■ **EXERCISE**: Can you reproduce the data below line for line, with no changes at all?

■ **THE RECORDS**:
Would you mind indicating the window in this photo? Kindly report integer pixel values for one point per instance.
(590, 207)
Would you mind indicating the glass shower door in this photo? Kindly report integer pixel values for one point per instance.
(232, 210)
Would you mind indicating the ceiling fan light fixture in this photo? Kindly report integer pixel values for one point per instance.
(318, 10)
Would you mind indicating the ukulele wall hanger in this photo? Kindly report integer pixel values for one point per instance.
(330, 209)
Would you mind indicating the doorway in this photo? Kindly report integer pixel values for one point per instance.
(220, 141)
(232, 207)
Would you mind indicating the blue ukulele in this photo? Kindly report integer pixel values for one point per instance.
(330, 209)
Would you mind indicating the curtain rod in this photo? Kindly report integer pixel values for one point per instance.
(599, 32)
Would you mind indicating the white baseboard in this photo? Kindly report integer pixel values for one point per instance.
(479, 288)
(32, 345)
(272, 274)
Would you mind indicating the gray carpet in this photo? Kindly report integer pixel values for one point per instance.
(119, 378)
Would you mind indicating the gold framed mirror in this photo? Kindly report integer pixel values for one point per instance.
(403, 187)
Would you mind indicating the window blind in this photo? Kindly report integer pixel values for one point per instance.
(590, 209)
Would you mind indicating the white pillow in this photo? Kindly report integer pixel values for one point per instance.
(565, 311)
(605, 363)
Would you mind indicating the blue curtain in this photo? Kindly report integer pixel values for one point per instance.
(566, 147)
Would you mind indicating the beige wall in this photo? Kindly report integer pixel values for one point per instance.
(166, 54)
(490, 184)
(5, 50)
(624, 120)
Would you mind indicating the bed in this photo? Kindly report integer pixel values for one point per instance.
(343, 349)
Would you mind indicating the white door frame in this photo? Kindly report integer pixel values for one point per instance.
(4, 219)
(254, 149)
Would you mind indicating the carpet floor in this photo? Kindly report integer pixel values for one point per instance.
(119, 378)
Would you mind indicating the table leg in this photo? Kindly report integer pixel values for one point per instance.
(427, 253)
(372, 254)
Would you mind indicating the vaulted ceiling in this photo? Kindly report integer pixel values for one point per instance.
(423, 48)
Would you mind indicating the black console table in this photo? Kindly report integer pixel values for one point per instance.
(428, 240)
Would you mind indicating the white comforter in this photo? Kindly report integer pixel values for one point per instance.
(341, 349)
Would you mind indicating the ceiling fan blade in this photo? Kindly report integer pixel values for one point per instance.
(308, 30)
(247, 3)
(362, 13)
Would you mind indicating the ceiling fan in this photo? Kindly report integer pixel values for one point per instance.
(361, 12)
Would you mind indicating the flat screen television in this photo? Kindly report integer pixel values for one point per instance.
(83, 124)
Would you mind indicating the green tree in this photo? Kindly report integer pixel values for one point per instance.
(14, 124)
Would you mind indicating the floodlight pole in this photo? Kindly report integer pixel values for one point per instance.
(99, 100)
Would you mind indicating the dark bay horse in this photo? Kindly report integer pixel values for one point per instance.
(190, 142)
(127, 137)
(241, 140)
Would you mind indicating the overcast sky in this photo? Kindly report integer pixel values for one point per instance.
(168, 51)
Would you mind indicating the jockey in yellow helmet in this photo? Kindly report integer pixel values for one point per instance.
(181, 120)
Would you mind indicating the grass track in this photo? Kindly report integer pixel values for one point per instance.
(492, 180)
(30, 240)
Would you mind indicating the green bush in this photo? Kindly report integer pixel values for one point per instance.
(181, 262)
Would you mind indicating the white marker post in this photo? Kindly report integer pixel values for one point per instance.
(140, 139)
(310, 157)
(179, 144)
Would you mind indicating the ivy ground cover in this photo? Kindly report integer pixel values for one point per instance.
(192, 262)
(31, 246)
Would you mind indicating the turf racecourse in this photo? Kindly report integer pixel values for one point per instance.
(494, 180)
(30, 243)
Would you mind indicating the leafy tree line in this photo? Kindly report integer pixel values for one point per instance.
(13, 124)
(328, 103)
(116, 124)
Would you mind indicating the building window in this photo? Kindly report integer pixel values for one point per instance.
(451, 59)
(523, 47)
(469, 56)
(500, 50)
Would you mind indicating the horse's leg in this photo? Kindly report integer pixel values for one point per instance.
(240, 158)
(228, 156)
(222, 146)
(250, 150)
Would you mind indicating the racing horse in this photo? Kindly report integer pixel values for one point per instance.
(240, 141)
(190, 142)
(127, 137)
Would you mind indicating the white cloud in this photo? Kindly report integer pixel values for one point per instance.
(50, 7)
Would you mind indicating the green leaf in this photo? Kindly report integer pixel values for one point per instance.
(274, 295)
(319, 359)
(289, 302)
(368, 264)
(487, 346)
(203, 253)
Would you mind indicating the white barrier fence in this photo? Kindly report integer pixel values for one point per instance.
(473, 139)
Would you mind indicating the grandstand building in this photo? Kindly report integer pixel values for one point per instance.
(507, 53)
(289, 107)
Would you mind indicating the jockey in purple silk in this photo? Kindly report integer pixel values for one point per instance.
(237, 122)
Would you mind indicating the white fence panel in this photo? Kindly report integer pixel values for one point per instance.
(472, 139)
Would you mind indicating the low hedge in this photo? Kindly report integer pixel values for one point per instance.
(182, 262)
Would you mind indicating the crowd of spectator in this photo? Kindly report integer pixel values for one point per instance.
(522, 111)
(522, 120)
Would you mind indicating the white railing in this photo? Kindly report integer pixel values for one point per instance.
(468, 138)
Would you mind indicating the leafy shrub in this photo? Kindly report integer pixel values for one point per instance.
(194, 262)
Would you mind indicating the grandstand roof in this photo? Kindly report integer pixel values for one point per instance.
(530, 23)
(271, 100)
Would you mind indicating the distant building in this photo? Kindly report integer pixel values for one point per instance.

■ **SOLVED PROBLEM**:
Would you mind indicating the window in this photo? Kindly report integer pixel values for one point per instance.
(590, 207)
Would you mind indicating the glass shower door in this photo? Kindly report integer pixel values for one point per instance.
(232, 210)
Would you mind indicating the ceiling fan light fixture in this photo? Kindly report integer pixel values for one point per instance.
(318, 10)
Would you mind indicating the ukulele wall hanger in this photo? Kindly report integer pixel values for one point per instance.
(330, 209)
Would you mind indicating the doorway in this photo? Kindly report integer pixel values for one point per instance.
(220, 141)
(232, 207)
Would you mind indicating the blue ukulele in this photo? Kindly report integer pixel values for one point per instance.
(330, 209)
Would you mind indicating the curtain rod in this photo? Kindly report integer pixel values for one point per instance.
(599, 32)
Would you mind indicating the white baseboard in this photo? Kindly report integer pixel values for one point per instance.
(479, 288)
(32, 345)
(272, 274)
Would you mind indicating the gray carpet in this photo? Kindly report integer pixel values for one point per instance.
(119, 378)
Would you mind indicating the gold framed mirror in this photo? Kindly report integer pixel values for one point per instance.
(403, 187)
Would you mind indicating the window blind in this photo? Kindly report integer pixel values for one point per instance.
(590, 209)
Would you mind indicating the white pillow in this photo? Kindly report integer pixel values for one point per instance.
(565, 311)
(605, 363)
Would you mind indicating the blue curtain in this photo? Kindly report integer pixel values for one point per instance.
(566, 147)
Would you mind indicating the beige wall in this photo? Kindly report integer pixel values for one point per instance.
(166, 54)
(490, 184)
(5, 50)
(624, 120)
Would you mind indicating the bed in this photo? Kindly report integer pixel values for one point per instance.
(343, 349)
Would you mind indicating the white door frame in this photo? Kindly report integer pixel values for one point per instance.
(4, 219)
(254, 149)
Would you mind indicating the carpet floor in this photo? Kindly report integer pixel values for one point per instance.
(119, 378)
Would you mind indicating the table leg in this photo? Kindly report integer pixel values for one point per instance.
(427, 253)
(372, 254)
Would you mind indicating the vaulted ceiling in this photo? Kindly report integer pixel values for one point per instance.
(423, 48)
Would you mind indicating the black console table in this photo? Kindly report integer pixel values for one point per instance.
(428, 240)
Would you mind indicating the white comforter in this photo? Kindly report integer pixel values for one point per instance.
(341, 349)
Would you mind indicating the ceiling fan blade in this photo? Kindly report integer pixel values for one point per instance.
(308, 30)
(247, 3)
(362, 13)
Would you mind indicating the ceiling fan in this photo? Kindly report integer pixel values for one point per instance.
(361, 12)
Would you mind indicating the flat screen television in this photo? Kindly report integer pixel values for one point per instance.
(83, 124)
Would you mind indicating the green tree in this photo? Kindly report integer pixel values for one point per instance.
(14, 124)
Would you mind indicating the floodlight pole in this photo? Kindly report integer pixel values for one point per instance.
(99, 100)
Would you mind indicating the dark bay horse in this photo? Kindly report integer pixel values for one point per instance.
(190, 142)
(127, 137)
(241, 140)
Would you mind indicating the overcast sky in this photo? Kindly report integer pixel values for one point per instance.
(168, 51)
Would you mind indicating the jockey in yellow helmet in this photo? Kindly report integer pixel values for one point per instance.
(181, 120)
Would you mind indicating the grass track in this photo? Kindly report integer pixel values for one point per instance.
(492, 180)
(30, 240)
Would you mind indicating the green bush in this photo? Kindly report integer pixel values for one point per instance.
(181, 262)
Would you mind indicating the white marker post in this photo? Kindly report integer pixel values for one point per instance.
(140, 139)
(310, 157)
(179, 144)
Would you mind indicating the ivy ground cover in this photo? Kindly report integer pixel values for one point per instance.
(192, 262)
(31, 246)
Would you mind indicating the turf racecourse in this photo? Kindly report integer pixel values for one point per instance.
(494, 180)
(30, 243)
Would you mind indicating the leafy tree line in this photo? Kindly report integer pixel values for one point per instance.
(13, 124)
(328, 103)
(116, 124)
Would you mind indicating the building window in this photo? Kindly report integer pixel values for one point per instance.
(451, 59)
(523, 47)
(469, 56)
(500, 50)
Would you mind indicating the horse's leg in this photo? Kindly report integer pixel values for one point per instance.
(240, 158)
(228, 156)
(222, 146)
(250, 150)
Would you mind indicating the racing horse in this photo? Kindly report integer pixel values for one point per instance.
(240, 141)
(190, 142)
(127, 137)
Would you mind indicating the white cloud in this photo? Kindly report integer pixel values for one point per instance.
(50, 7)
Would you mind indicating the green leaf in this photo? Kindly report integer pixel values for one point per instance.
(274, 295)
(319, 359)
(289, 302)
(368, 264)
(487, 346)
(203, 253)
Would you mind indicating the white barrier fence in this photo? Kindly report integer pixel values for one point per instance.
(473, 139)
Would you mind indicating the grandstand building in this photo? Kindly report integer pixel values for one point per instance.
(507, 53)
(289, 107)
Would you mind indicating the jockey in purple silk in this photo? Kindly report integer pixel values for one point per instance.
(237, 122)
Would you mind indicating the white fence panel in this photo? Kindly report integer pixel values for one point per instance.
(472, 139)
Would you mind indicating the low hedge in this photo? Kindly report integer pixel values for one point per instance.
(182, 262)
Would you mind indicating the crowd of spectator in this photo? Kindly report integer pixel values for one point per instance.
(522, 111)
(522, 120)
Would you mind indicating the white railing in this photo? Kindly report integer pixel values for one point per instance.
(468, 138)
Would you mind indicating the leafy shrub in this photo? Kindly report integer pixel values for one point per instance.
(194, 262)
Would you mind indicating the grandstand roof in this photo? Kindly report integer pixel values for one point per instance.
(530, 23)
(271, 100)
Would you mind indicating the distant building in this photo? Kindly report integer pixel values for one point per instance.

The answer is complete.